Records from a data source:
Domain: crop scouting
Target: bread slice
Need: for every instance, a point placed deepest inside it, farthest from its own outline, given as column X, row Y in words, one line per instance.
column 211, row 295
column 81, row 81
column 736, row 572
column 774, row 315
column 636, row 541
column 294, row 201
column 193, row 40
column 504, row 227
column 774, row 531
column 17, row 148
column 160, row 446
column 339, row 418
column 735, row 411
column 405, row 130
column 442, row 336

> **Task instructions**
For this exercise, give the entries above again with no difference at all.

> **Written answer**
Domain: crop scouting
Target: bread slice
Need: for every instance, a point placed deepest inside it, farthest from its own outline, given as column X, row Y in words, one line per instance.
column 211, row 295
column 81, row 81
column 736, row 572
column 774, row 315
column 636, row 541
column 294, row 201
column 193, row 40
column 504, row 227
column 774, row 531
column 17, row 148
column 160, row 446
column 339, row 418
column 735, row 411
column 405, row 130
column 442, row 336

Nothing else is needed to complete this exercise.